Text section:
start

It adds the following behaviours:

verifying doubles
  class doubles
    when doubled class is not loaded
      allows any method to be stubbed
    when doubled class is loaded
      can transfer nested constants to the double
      can replace existing constants for the duration of the test
      only allows class methods that exist to be expected
      only allows class methods that exist to be stubbed
      allows class to be specified by constant
  instance doubles
    when doubled class is not loaded
      allows any instance method to be stubbed
    when doubled class is loaded
      only allows instance methods that exist to be expected
      only allows instance methods that exist to be stubbed
      checks the arity of stubbed methods
      allows class to be specified by constant
  when verify_constant_names config option is set
    prevents creation of instance doubles for unloaded constants
    prevents creation of class doubles for unloaded constants

It adds a perhaps unexpected method to the public API: ArityMatcher.match!. This seemed useful enough on its own to make public, but I would consider keeping it private if anyone exists.

end

Listed entries:
start

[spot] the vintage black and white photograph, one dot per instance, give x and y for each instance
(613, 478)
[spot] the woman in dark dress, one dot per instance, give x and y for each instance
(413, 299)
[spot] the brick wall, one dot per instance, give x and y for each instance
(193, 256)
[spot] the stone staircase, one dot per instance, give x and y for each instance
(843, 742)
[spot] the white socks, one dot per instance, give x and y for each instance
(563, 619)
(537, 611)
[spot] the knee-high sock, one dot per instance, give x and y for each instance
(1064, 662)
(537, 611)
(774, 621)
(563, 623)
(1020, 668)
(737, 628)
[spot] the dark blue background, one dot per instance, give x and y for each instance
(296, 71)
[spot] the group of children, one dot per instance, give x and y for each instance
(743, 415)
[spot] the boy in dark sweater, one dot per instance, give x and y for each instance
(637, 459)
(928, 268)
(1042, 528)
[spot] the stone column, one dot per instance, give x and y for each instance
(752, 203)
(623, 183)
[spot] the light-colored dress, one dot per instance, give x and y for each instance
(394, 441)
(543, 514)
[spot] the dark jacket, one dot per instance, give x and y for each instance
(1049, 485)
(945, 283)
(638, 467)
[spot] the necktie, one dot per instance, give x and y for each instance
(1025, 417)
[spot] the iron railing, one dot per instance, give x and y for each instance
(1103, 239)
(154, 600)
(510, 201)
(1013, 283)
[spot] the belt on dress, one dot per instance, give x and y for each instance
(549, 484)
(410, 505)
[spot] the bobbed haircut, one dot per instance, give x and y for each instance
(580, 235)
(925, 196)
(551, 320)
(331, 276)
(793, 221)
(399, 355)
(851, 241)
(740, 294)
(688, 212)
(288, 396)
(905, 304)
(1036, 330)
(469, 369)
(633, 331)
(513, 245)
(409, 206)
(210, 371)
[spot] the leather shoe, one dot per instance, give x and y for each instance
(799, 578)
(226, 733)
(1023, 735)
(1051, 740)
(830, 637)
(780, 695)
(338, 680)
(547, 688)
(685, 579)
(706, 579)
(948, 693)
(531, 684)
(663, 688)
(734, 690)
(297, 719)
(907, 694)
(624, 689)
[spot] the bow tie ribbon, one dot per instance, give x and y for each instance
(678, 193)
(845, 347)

end

Written exercise: Copy out the passage on verifying doubles above word for word, from its first line to its last.

Task output:
It adds the following behaviours:

verifying doubles
  class doubles
    when doubled class is not loaded
      allows any method to be stubbed
    when doubled class is loaded
      can transfer nested constants to the double
      can replace existing constants for the duration of the test
      only allows class methods that exist to be expected
      only allows class methods that exist to be stubbed
      allows class to be specified by constant
  instance doubles
    when doubled class is not loaded
      allows any instance method to be stubbed
    when doubled class is loaded
      only allows instance methods that exist to be expected
      only allows instance methods that exist to be stubbed
      checks the arity of stubbed methods
      allows class to be specified by constant
  when verify_constant_names config option is set
    prevents creation of instance doubles for unloaded constants
    prevents creation of class doubles for unloaded constants

It adds a perhaps unexpected method to the public API: ArityMatcher.match!. This seemed useful enough on its own to make public, but I would consider keeping it private if anyone exists.